TASK DETAILS:
Find "Task: give one point on each instance of the patch" in the material below, then copy that line and every subsequent line to the end, exactly.

-- Start of RECORDS SUPPLIED --

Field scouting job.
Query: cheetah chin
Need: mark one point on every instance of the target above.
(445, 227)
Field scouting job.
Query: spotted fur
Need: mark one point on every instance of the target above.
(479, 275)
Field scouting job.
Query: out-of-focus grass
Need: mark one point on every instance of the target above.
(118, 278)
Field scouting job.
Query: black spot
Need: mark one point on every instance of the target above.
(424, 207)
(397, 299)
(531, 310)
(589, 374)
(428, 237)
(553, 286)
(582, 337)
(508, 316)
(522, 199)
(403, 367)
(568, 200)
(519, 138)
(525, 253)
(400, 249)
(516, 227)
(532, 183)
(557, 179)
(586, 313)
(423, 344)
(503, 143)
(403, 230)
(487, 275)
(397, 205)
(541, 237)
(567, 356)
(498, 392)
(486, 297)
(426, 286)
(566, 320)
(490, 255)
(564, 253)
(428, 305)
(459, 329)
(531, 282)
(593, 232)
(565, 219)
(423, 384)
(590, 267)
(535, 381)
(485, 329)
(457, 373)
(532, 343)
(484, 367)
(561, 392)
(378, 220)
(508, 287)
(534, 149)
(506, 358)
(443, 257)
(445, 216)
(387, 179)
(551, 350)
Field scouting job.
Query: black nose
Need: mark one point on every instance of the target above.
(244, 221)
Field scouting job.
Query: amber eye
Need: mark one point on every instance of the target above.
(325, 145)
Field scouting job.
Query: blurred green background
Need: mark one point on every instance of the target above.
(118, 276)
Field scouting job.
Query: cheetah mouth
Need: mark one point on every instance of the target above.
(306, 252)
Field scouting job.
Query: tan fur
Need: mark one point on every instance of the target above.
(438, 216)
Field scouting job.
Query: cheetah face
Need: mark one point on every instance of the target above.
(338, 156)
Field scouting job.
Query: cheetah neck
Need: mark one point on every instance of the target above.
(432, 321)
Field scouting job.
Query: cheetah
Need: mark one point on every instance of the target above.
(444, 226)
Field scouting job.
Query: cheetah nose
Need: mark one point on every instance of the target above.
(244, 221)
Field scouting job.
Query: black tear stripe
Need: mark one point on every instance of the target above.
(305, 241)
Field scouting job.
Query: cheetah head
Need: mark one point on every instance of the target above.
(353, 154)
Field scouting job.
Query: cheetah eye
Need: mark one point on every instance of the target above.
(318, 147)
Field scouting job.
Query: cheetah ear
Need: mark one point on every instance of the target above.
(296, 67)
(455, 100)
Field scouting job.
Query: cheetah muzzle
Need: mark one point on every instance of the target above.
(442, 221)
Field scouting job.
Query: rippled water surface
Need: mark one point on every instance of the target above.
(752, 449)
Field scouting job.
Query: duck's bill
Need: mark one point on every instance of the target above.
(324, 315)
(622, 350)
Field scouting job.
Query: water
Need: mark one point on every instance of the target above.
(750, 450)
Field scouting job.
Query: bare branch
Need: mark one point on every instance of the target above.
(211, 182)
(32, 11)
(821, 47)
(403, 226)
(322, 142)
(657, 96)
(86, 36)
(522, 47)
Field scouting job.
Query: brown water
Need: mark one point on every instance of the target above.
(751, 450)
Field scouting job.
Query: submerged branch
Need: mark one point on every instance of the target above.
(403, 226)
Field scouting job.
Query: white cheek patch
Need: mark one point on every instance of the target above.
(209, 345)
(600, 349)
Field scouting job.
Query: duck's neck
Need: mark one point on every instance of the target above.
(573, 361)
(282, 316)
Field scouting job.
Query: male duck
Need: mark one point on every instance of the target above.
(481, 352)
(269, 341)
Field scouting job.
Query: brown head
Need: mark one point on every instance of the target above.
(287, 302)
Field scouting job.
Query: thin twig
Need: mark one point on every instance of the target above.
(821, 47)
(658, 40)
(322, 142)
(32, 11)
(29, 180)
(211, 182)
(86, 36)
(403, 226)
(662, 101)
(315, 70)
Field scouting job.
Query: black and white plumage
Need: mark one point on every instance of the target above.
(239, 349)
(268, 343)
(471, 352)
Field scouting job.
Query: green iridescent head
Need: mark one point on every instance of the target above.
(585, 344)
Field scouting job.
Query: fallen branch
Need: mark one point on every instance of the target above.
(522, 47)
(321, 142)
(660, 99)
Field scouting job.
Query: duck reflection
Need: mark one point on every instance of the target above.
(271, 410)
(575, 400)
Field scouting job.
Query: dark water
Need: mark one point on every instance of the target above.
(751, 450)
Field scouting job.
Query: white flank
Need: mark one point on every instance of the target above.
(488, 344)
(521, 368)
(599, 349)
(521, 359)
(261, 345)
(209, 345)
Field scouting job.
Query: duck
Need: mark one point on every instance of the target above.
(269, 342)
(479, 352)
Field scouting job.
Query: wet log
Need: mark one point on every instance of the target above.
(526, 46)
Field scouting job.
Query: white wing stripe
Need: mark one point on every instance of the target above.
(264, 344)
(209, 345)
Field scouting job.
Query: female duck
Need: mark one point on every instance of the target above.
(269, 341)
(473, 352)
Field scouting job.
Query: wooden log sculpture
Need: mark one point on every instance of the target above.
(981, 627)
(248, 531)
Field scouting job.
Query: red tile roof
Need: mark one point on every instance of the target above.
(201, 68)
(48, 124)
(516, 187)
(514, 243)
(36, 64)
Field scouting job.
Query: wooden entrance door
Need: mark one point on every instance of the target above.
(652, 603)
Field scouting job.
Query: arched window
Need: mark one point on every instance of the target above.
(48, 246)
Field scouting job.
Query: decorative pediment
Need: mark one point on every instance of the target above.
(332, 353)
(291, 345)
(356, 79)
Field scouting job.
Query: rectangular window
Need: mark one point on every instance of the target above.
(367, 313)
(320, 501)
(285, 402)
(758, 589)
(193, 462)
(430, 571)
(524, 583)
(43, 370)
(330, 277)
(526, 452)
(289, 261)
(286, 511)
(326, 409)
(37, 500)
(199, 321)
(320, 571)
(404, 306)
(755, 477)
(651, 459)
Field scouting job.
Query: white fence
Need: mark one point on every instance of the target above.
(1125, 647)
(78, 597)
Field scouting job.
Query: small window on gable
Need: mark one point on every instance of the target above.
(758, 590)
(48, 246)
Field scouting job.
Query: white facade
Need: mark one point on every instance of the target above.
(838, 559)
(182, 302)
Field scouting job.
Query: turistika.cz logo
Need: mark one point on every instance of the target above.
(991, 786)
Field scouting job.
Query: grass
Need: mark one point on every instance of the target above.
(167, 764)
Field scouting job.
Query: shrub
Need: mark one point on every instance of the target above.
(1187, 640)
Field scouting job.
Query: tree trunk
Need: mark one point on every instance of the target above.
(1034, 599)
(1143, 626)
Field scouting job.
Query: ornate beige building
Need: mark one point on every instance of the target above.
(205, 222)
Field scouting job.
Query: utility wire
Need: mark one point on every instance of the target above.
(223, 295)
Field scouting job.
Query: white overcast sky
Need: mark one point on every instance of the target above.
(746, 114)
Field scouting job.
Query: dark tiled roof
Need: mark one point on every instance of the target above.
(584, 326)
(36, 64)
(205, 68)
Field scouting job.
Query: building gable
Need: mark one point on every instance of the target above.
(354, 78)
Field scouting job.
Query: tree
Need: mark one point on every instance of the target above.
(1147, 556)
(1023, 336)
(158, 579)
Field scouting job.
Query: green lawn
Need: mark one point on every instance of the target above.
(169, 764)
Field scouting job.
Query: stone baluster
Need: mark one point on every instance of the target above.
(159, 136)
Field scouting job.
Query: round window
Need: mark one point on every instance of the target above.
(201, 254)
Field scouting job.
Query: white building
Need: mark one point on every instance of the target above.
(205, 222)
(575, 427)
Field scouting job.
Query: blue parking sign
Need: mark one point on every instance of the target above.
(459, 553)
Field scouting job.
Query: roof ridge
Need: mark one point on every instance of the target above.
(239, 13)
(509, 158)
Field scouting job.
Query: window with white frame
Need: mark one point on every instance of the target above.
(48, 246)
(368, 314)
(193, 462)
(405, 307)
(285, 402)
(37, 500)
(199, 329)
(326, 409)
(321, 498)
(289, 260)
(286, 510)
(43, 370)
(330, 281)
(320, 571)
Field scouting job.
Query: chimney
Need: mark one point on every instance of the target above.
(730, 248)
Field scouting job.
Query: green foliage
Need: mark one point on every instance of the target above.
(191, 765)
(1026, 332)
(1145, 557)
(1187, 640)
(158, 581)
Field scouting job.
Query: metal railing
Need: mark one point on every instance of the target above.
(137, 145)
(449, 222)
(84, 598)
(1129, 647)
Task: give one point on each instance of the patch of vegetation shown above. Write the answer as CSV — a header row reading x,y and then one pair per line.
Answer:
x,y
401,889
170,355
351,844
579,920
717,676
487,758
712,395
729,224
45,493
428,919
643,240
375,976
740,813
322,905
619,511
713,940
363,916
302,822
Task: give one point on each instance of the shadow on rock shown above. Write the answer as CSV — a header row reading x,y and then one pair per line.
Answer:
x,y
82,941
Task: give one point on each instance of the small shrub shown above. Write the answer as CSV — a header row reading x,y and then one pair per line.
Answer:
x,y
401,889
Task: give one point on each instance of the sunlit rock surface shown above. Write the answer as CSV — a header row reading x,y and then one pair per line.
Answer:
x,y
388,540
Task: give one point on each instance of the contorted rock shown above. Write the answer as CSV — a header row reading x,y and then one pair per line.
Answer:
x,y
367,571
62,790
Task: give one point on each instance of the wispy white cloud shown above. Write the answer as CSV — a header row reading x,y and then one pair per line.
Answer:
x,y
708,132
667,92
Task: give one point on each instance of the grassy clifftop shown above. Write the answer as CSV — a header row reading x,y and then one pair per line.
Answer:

-- End of RECORDS SUPPLIED --

ANSWER FOR THE TASK:
Task: give one point on each instance of the patch of vegetation shown above. Write the answer as CSV — a header row reading x,y and then one pair per line.
Answer:
x,y
401,889
170,355
351,844
579,920
717,676
487,758
712,395
729,224
45,493
428,919
643,240
375,976
740,813
322,905
619,511
713,940
363,916
302,822
Task: give one point on each instance of the shadow on rock shown above. Write the answer as CSV — a header row reading x,y and then one pair per line.
Answer:
x,y
82,941
Task: give one point on each instance of the small shrub shown above. Write the answer as CSV — a header row reading x,y and then one pair per line.
Answer:
x,y
401,889
Task: give one point on each instance of the sunlit rock surface shown above. Write the answer as CSV — a header row reading x,y and then one pair per line.
Answer:
x,y
388,540
Task: give one point on each instance of the contorted rock shown above. Write the answer as CSV — a header row reading x,y and then one pair per line.
Answer:
x,y
367,571
62,790
Task: give one point on each instance of the wispy white cloud shown above. Write the answer as CSV — a header row reading x,y and then one pair per line.
Answer:
x,y
708,132
667,92
Task: give one point on each instance of the grassy clifftop shown above. Write the answer as CSV — a header row reading x,y and then one pair per line.
Answer:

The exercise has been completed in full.